What is needed:
Extract the data exactly, missing nothing.
[Data provided Boundary: Start]
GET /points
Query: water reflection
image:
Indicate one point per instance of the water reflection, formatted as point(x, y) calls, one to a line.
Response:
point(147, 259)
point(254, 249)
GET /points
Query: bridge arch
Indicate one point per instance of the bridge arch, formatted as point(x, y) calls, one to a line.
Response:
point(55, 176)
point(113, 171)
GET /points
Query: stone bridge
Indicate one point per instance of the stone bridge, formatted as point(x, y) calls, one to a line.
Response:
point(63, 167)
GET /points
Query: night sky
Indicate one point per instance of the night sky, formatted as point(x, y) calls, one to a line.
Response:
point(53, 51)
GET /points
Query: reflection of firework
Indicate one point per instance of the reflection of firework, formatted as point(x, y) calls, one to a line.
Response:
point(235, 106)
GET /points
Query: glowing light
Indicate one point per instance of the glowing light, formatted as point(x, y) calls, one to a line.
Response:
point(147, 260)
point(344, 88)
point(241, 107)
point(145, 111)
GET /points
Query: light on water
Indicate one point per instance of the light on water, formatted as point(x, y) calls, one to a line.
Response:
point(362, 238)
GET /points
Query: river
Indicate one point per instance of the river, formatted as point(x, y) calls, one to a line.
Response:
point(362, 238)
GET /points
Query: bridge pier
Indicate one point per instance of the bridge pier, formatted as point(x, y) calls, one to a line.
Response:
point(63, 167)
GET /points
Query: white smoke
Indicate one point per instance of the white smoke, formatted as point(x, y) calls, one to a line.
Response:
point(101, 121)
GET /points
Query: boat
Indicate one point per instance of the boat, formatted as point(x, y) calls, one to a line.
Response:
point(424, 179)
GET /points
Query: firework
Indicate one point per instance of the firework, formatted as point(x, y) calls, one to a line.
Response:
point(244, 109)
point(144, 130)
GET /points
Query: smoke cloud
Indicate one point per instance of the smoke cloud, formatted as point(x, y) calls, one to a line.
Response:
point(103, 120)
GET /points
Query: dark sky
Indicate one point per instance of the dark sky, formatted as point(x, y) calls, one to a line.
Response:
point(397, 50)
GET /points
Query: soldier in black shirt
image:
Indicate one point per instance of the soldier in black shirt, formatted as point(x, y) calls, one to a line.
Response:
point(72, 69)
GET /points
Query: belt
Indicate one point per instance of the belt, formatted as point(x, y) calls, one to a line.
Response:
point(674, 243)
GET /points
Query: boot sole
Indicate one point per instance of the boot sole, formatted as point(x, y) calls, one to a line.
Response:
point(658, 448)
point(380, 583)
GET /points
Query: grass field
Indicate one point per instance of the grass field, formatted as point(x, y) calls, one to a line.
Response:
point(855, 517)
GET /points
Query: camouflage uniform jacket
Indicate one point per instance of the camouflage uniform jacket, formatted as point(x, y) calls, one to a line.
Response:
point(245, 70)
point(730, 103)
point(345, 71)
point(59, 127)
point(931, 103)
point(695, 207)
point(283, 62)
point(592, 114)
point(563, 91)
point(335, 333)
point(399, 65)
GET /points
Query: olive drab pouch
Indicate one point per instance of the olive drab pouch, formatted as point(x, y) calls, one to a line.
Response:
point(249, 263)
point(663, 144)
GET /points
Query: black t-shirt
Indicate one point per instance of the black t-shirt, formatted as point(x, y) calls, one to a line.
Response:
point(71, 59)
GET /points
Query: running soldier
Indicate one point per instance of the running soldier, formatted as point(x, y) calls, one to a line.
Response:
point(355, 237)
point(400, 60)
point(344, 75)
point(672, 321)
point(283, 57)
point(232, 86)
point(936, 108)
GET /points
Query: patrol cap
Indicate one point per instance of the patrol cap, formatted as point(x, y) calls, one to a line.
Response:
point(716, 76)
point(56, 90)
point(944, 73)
[Data provided Boundary: End]
Solved problem:
GET /points
Query: water reflection
image:
Indicate one point per instance of the water reflection, formatted as point(x, y) calls, one to a line.
Response:
point(147, 259)
point(254, 249)
GET /points
Query: bridge arch
Indicate one point per instance of the bridge arch, formatted as point(x, y) calls, one to a line.
Response:
point(55, 176)
point(113, 171)
GET /points
Query: stone bridge
Indicate one point per instance of the stone bridge, formatted as point(x, y) calls, one to a line.
Response:
point(63, 167)
GET /points
Query: night sky
Indicate one point per instance of the night sky, formatted as point(x, y) calls, one to a line.
Response:
point(53, 51)
GET /points
Query: reflection of firework
Indicate one point per instance of the reflection of firework, formatted as point(x, y) calls, one to a line.
Response:
point(235, 106)
GET /points
Query: glowing light
Indicate one point per instance of the glowing light, formatted as point(x, y) calls, one to a line.
Response:
point(147, 260)
point(344, 88)
point(241, 107)
point(145, 111)
GET /points
Query: light on water
Indicate one point per instance of the light on water, formatted as point(x, y) calls, one to a line.
Response:
point(362, 238)
GET /points
Query: river
Indicate one point per instance of the river, formatted as point(x, y) calls, one to a line.
Response:
point(362, 238)
GET /points
Query: bridge pier
Indicate one point per instance of the bridge pier, formatted as point(x, y) calls, one to a line.
Response:
point(63, 167)
GET /points
Query: white smoke
Indicate one point per instance of the white smoke, formatted as point(x, y) calls, one to a line.
Response:
point(101, 121)
GET /points
Query: boat
Indicate one point per instance of the boat, formatted as point(x, y) calls, one to a line.
Response:
point(424, 179)
GET /points
Query: firework
Indicate one point per instance of the firework, formatted as point(x, y) calls, one to a line.
Response:
point(244, 109)
point(144, 130)
GET /points
Query: smoke cloud
Indicate one point per instance of the smoke cloud, formatted as point(x, y) calls, one to a line.
Response:
point(103, 120)
GET /points
Query: dark sky
Indicate one point per instance of the dark sky, formatted as point(x, y) calls, one to a line.
Response:
point(397, 50)
GET /points
Query: soldier in black shirt
image:
Indicate one point per instance of the soldier in black shirt, formatted as point(x, y) calls, one to a line.
Response:
point(72, 69)
GET /points
Query: belt
Indicate one point per instance of the belt, formatted as point(x, y) calls, one to a line.
Response:
point(674, 243)
GET /points
Query: boot sole
Indicate one point per instance of the boot sole, formatted as point(x, y) calls, one to a line.
Response:
point(658, 448)
point(380, 583)
GET /points
Query: grass field
Indicate one point per instance of the grass field, formatted as point(x, y) calls, one to a line.
Response:
point(855, 517)
GET /points
Query: camouflage uniform jacket
Indicate one point per instance of the camouflage uniform jacket, formatted as point(x, y) calls, one to a line.
Response:
point(245, 70)
point(730, 103)
point(345, 71)
point(59, 127)
point(931, 103)
point(695, 207)
point(283, 62)
point(592, 114)
point(563, 91)
point(335, 333)
point(399, 65)
GET /points
Query: olive drab pouch
Indicate one point per instance of the olive drab pouch, formatted as point(x, y) calls, one to a line.
Response:
point(249, 263)
point(663, 144)
GET /points
Query: black t-shirt
Indicate one point per instance of the black t-shirt, formatted as point(x, y) calls, one to a line.
Response:
point(71, 59)
GET /points
Query: running soldier
Indicate one point per instance of the running soldier, formatted as point(x, y) calls, one to a line.
Response:
point(355, 237)
point(400, 60)
point(344, 75)
point(672, 321)
point(283, 57)
point(232, 86)
point(936, 108)
GET /points
Query: patrol cap
Indicate one point per instance of the patrol cap, formatted as point(x, y) calls, one to a line.
Response:
point(716, 76)
point(56, 90)
point(944, 73)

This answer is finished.